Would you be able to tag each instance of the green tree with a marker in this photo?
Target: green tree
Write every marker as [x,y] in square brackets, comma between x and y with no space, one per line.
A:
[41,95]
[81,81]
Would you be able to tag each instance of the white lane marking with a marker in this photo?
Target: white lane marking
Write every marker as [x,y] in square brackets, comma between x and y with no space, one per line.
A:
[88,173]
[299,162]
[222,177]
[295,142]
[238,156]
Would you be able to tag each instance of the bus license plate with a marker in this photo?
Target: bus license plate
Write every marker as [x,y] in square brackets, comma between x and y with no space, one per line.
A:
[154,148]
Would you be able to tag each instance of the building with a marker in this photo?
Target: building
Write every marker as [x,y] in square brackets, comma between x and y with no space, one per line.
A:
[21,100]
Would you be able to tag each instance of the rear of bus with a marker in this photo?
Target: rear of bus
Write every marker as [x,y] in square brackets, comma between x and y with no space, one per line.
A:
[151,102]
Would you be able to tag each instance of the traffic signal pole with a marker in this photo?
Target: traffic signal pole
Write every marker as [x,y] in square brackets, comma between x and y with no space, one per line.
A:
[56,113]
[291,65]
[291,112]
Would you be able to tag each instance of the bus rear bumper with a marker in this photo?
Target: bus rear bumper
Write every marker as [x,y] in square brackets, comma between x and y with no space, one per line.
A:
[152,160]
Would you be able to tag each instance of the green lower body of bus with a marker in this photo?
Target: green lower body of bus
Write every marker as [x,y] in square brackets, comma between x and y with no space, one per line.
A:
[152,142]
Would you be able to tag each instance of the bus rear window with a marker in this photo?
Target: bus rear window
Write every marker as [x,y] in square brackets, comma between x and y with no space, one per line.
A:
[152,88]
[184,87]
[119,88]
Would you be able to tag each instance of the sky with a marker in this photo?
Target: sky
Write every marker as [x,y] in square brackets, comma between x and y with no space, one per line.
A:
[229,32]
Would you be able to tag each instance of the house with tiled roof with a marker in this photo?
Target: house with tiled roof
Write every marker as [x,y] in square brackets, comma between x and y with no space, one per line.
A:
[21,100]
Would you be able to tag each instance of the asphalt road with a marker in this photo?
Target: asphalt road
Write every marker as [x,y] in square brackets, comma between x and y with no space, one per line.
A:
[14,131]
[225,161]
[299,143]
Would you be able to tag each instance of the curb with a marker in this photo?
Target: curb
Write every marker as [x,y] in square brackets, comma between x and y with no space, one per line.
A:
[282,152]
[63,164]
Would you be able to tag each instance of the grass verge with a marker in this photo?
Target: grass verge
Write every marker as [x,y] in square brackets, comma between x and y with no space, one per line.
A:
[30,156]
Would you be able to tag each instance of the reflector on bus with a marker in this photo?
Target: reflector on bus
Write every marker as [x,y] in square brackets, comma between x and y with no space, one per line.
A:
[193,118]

▶ [Short task]:
Revise the material above so that each occurrence of "photo" reads "image", keeping every other character unchanged.

▶ [Exercise output]:
Would you be able to tag each instance of the green tree with a marker in this image?
Target: green tree
Write every marker as [x,y] in square brackets, comma between x and y with no space, one per line.
A:
[41,95]
[81,81]
Would you be able to tag each instance of the white lane marking with a marker in this image?
Target: white lane marking
Write every marker as [x,y] in square brackets, comma between x and y with no space, one per line.
A:
[88,173]
[299,162]
[222,177]
[295,142]
[238,156]
Would you be able to tag each instance of the bus license plate with a marker in this image?
Target: bus license plate
Write every marker as [x,y] in square brackets, comma between x and y with no space, one per line.
A:
[154,148]
Would you be able to tag each instance of the building with a marker in this image?
Target: building
Write every marker as [x,y] in square brackets, comma between x and y with no space, one per line.
A:
[21,100]
Would you be able to tag each instance of the rear of bus with a marker in this image?
Target: rear of bus
Write every marker as [x,y] in square brackets, comma between x and y with no space, one per line.
A:
[151,102]
Would you be able to tag each instance of the traffic signal pole with a marker in this image?
Target: traffic signal pole
Write every marker as [x,y] in square brackets, comma between x and y with no space, one per line.
A:
[56,113]
[291,65]
[291,112]
Would you be able to tag each instance of the bus rear bumper with a marker in this image?
Target: bus rear bumper
Write every marker as [x,y] in square brackets, comma between x and y with no space, one per line.
A:
[152,160]
Would you be able to tag each instance of the green lower body of bus with a marker in this image?
Target: green lower body of bus
Write every marker as [x,y] in square brackets, comma between x and y with no space, one per line.
A:
[152,142]
Would you be able to tag each instance of the bus rear window with a marker in this image?
Target: bus rear window
Write every marker as [x,y] in square brackets, comma between x and y with no space, one per line.
A:
[152,88]
[184,87]
[119,88]
Would you be able to tag each instance of the sky with a marker in this image?
Target: sky
Write every marker as [x,y] in square brackets, comma between x and y with no space, one per line.
A:
[229,32]
Would you be able to tag each instance of the house with tiled roof with a marker in this image?
Target: house with tiled roof
Write every marker as [x,y] in square brackets, comma between x and y with no space, one per line.
A:
[21,100]
Would you be able to tag each instance of the asphalt road with a marker in this image?
Target: asphalt road
Write every marker as [x,y] in square brackets, comma between x and y with no space, one per line.
A:
[14,131]
[225,161]
[299,143]
Would you be able to tag each instance of the curb with a marker in this image?
Target: curb
Write every marker as [x,y] in square brackets, comma between x and y with no space, one per line.
A:
[282,152]
[63,164]
Would you be able to tag each instance of the grass verge with a marker in this image?
Target: grass verge
Write every marker as [x,y] in square brackets, comma between x and y with no space, one per line.
A:
[30,156]
Would you be able to tag each instance of the reflector on bus with a marker in this image?
Target: reflector on bus
Write every marker as [x,y] in square brackets, comma between x and y with no space, one per line.
A:
[193,118]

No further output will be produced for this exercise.